▶ [The exercise]:
Copy out all of the records below word for word, leaving out the pictures.

Outline annotation records
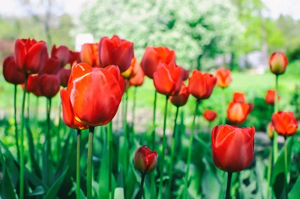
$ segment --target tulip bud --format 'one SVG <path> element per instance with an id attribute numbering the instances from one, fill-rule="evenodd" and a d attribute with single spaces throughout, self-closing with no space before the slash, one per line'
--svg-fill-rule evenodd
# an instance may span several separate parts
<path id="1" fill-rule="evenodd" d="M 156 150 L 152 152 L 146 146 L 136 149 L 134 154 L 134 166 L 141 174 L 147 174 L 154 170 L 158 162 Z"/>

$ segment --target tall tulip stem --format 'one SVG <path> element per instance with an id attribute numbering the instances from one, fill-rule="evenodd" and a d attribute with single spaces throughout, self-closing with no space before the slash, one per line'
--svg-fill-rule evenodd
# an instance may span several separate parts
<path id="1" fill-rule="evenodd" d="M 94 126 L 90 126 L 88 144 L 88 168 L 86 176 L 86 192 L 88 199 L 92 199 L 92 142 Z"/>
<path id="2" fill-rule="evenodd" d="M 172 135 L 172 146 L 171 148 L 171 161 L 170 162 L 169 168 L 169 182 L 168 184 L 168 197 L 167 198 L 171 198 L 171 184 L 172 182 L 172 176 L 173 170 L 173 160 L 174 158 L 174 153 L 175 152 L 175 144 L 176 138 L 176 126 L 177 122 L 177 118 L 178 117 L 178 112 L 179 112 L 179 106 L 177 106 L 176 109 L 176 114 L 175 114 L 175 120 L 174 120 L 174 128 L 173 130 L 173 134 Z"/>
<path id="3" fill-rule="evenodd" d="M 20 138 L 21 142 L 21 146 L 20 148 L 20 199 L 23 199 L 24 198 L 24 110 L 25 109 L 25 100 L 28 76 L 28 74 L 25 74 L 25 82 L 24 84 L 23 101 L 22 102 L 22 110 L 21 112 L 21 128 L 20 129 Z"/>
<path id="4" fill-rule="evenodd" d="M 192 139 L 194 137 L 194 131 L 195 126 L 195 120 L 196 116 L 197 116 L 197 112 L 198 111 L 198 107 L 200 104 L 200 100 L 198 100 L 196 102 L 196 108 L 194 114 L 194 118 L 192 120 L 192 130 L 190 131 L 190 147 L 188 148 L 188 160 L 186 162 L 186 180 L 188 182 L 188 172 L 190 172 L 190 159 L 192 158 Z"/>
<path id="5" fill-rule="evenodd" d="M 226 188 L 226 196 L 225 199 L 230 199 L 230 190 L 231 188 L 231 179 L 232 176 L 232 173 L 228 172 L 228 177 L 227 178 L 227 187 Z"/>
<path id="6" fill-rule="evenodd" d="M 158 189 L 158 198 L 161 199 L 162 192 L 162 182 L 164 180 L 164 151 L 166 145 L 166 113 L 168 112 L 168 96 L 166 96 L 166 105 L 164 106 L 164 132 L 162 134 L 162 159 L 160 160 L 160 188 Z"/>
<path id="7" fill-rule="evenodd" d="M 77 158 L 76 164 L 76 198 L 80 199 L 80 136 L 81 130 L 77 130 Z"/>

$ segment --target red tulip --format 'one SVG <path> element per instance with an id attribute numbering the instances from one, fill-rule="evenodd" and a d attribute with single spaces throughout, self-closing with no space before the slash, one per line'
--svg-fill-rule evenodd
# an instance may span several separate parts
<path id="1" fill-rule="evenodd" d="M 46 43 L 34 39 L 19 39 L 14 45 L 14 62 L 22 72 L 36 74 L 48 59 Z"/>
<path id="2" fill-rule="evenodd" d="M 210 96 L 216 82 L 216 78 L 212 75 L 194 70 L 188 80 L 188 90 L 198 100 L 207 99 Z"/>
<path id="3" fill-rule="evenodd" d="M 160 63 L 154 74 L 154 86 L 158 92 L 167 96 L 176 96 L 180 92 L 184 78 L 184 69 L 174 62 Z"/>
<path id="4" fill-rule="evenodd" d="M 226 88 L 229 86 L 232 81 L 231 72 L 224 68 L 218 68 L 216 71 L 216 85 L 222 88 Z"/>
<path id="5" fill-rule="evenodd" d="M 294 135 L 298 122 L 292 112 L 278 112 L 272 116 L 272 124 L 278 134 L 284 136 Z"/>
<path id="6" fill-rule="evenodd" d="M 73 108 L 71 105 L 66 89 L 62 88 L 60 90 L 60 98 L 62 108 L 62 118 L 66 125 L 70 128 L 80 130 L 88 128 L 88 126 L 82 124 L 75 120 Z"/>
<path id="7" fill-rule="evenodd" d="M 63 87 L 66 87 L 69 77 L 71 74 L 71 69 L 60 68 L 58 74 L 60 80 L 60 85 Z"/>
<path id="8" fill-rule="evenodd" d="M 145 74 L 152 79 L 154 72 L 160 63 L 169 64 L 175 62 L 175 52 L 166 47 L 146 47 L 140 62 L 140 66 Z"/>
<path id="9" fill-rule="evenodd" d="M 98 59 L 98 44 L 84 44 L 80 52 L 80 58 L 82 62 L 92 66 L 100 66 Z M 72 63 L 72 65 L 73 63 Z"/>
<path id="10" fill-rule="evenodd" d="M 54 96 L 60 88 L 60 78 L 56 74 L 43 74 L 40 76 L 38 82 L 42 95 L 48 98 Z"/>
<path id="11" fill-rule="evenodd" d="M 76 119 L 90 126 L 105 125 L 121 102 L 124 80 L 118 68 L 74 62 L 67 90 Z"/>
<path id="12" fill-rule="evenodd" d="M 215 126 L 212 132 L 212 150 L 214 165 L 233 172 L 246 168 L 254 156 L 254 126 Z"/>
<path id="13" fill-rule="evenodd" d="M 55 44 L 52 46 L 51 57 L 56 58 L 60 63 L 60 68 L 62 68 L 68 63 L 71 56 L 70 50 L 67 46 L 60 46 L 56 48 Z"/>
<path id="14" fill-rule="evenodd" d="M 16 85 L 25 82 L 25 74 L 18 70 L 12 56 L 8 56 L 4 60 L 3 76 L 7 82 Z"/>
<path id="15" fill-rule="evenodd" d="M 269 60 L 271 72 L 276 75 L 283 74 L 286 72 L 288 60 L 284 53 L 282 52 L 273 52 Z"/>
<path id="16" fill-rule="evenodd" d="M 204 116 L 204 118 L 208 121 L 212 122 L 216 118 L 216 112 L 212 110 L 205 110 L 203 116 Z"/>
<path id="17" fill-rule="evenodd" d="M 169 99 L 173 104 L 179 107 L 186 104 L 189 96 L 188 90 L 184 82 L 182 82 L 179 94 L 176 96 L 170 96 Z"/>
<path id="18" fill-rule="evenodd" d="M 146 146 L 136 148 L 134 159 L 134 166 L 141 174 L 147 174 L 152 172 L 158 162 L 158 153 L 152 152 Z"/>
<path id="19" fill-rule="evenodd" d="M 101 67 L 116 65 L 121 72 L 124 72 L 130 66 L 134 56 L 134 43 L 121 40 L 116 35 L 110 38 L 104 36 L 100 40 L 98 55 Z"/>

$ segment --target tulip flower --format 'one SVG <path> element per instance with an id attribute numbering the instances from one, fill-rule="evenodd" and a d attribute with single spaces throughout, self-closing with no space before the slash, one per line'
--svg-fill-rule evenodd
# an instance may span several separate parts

▶ [Result below]:
$ segment --target tulip bud --format 'one SVG <path> element per instance with an id attribute numbering the instances from one, fill-rule="evenodd" and a d attribute with single spaces throughout, self-closing with no space before the slash, one per line'
--svg-fill-rule evenodd
# an instance may span several separate parts
<path id="1" fill-rule="evenodd" d="M 156 150 L 152 152 L 146 146 L 136 149 L 134 154 L 134 166 L 141 174 L 147 174 L 154 170 L 158 162 Z"/>

$ segment --target tall tulip stem --format 'one SVG <path> element per instance with an id attribute numbering the instances from one, fill-rule="evenodd" and a d attribute with single spaces throughout, self-closing with no space before the slash, one per line'
--svg-fill-rule evenodd
# an instance may span several separate parts
<path id="1" fill-rule="evenodd" d="M 94 126 L 90 126 L 88 144 L 88 168 L 86 176 L 86 192 L 88 199 L 92 199 L 92 142 Z"/>
<path id="2" fill-rule="evenodd" d="M 172 135 L 172 146 L 171 148 L 171 161 L 170 162 L 169 168 L 169 182 L 168 184 L 168 197 L 167 198 L 171 198 L 171 184 L 172 182 L 172 176 L 173 170 L 173 160 L 174 158 L 174 153 L 175 152 L 175 144 L 176 138 L 176 126 L 177 122 L 177 118 L 178 117 L 178 112 L 179 112 L 179 106 L 177 106 L 176 109 L 176 114 L 175 114 L 175 120 L 174 120 L 174 128 L 173 130 L 173 134 Z"/>
<path id="3" fill-rule="evenodd" d="M 20 138 L 21 142 L 21 146 L 20 148 L 20 199 L 23 199 L 24 198 L 24 110 L 25 109 L 25 100 L 28 76 L 28 74 L 25 74 L 25 82 L 24 84 L 23 101 L 22 102 L 22 110 L 21 112 L 21 128 L 20 129 Z"/>
<path id="4" fill-rule="evenodd" d="M 192 139 L 194 137 L 194 131 L 195 126 L 195 120 L 196 116 L 197 116 L 197 112 L 198 111 L 198 107 L 200 104 L 200 100 L 198 100 L 196 102 L 196 108 L 194 114 L 194 118 L 192 120 L 192 130 L 190 131 L 190 147 L 188 148 L 188 160 L 186 162 L 186 180 L 188 182 L 188 172 L 190 172 L 190 159 L 192 158 Z"/>
<path id="5" fill-rule="evenodd" d="M 226 188 L 226 196 L 225 199 L 230 199 L 230 190 L 231 188 L 231 179 L 232 176 L 232 173 L 228 172 L 228 177 L 227 178 L 227 187 Z"/>
<path id="6" fill-rule="evenodd" d="M 158 189 L 158 198 L 161 199 L 162 192 L 162 182 L 164 180 L 164 151 L 166 145 L 166 113 L 168 112 L 168 96 L 166 96 L 166 105 L 164 106 L 164 132 L 162 134 L 162 159 L 160 160 L 160 188 Z"/>
<path id="7" fill-rule="evenodd" d="M 77 158 L 76 164 L 76 198 L 80 199 L 80 136 L 81 130 L 77 130 Z"/>

$ segment --target red tulip --format 'one SVG <path> element per instance with an id attribute numbering the instances from one, fill-rule="evenodd" and a d attribute with single spaces throughout, self-closing with no space before the slash, one per line'
--svg-fill-rule evenodd
# an instance may span several separate parts
<path id="1" fill-rule="evenodd" d="M 46 43 L 34 39 L 19 39 L 14 45 L 14 62 L 22 72 L 36 74 L 48 59 Z"/>
<path id="2" fill-rule="evenodd" d="M 210 96 L 216 82 L 216 78 L 212 75 L 194 70 L 188 80 L 188 90 L 198 100 L 207 99 Z"/>
<path id="3" fill-rule="evenodd" d="M 160 63 L 154 74 L 154 86 L 158 92 L 167 96 L 176 96 L 180 92 L 184 78 L 184 69 L 174 62 Z"/>
<path id="4" fill-rule="evenodd" d="M 226 88 L 229 86 L 232 81 L 231 72 L 224 68 L 218 68 L 216 71 L 216 85 L 222 88 Z"/>
<path id="5" fill-rule="evenodd" d="M 294 135 L 298 122 L 292 112 L 278 112 L 272 116 L 272 124 L 278 134 L 284 136 Z"/>
<path id="6" fill-rule="evenodd" d="M 73 108 L 71 105 L 66 89 L 62 88 L 60 90 L 60 98 L 62 108 L 62 118 L 66 125 L 70 128 L 80 130 L 88 128 L 88 126 L 82 124 L 75 120 Z"/>
<path id="7" fill-rule="evenodd" d="M 63 87 L 66 87 L 69 77 L 71 74 L 71 69 L 60 68 L 58 74 L 60 80 L 60 85 Z"/>
<path id="8" fill-rule="evenodd" d="M 145 74 L 152 79 L 154 72 L 160 63 L 169 64 L 175 62 L 175 52 L 166 47 L 146 47 L 140 62 L 140 66 Z"/>
<path id="9" fill-rule="evenodd" d="M 98 59 L 98 44 L 84 44 L 80 52 L 80 58 L 82 62 L 92 66 L 100 66 Z M 72 63 L 72 65 L 73 63 Z"/>
<path id="10" fill-rule="evenodd" d="M 54 96 L 60 88 L 60 78 L 56 74 L 43 74 L 40 76 L 38 82 L 42 95 L 48 98 Z"/>
<path id="11" fill-rule="evenodd" d="M 76 119 L 90 126 L 105 125 L 121 102 L 124 80 L 118 68 L 74 62 L 67 90 Z"/>
<path id="12" fill-rule="evenodd" d="M 215 126 L 212 132 L 212 150 L 214 165 L 233 172 L 246 168 L 254 156 L 254 126 Z"/>
<path id="13" fill-rule="evenodd" d="M 55 44 L 52 46 L 51 57 L 56 58 L 60 63 L 60 68 L 62 68 L 68 63 L 71 56 L 70 50 L 67 46 L 60 46 L 56 48 Z"/>
<path id="14" fill-rule="evenodd" d="M 16 85 L 25 82 L 25 74 L 18 70 L 12 56 L 8 56 L 4 60 L 3 76 L 7 82 Z"/>
<path id="15" fill-rule="evenodd" d="M 269 60 L 271 72 L 276 75 L 283 74 L 286 72 L 288 60 L 284 53 L 282 52 L 273 52 Z"/>
<path id="16" fill-rule="evenodd" d="M 204 116 L 204 118 L 208 121 L 212 122 L 216 118 L 216 112 L 212 110 L 205 110 L 203 116 Z"/>
<path id="17" fill-rule="evenodd" d="M 169 99 L 173 104 L 179 107 L 186 104 L 189 96 L 188 90 L 184 82 L 182 82 L 179 94 L 176 96 L 170 96 Z"/>
<path id="18" fill-rule="evenodd" d="M 146 146 L 136 148 L 134 159 L 134 166 L 141 174 L 147 174 L 152 172 L 158 162 L 158 153 L 152 152 Z"/>
<path id="19" fill-rule="evenodd" d="M 101 67 L 116 65 L 121 72 L 124 72 L 130 66 L 134 56 L 134 43 L 121 40 L 116 35 L 110 38 L 104 36 L 100 40 L 98 55 Z"/>

$ segment --target tulip flower --format 'one SVG <path> element per instance with an id attribute numbering the instances from one, fill-rule="evenodd" and a d attribute with single spaces throughout, self-closing with no space before the slash, one per line'
--svg-fill-rule evenodd
# an instance may span several separate parts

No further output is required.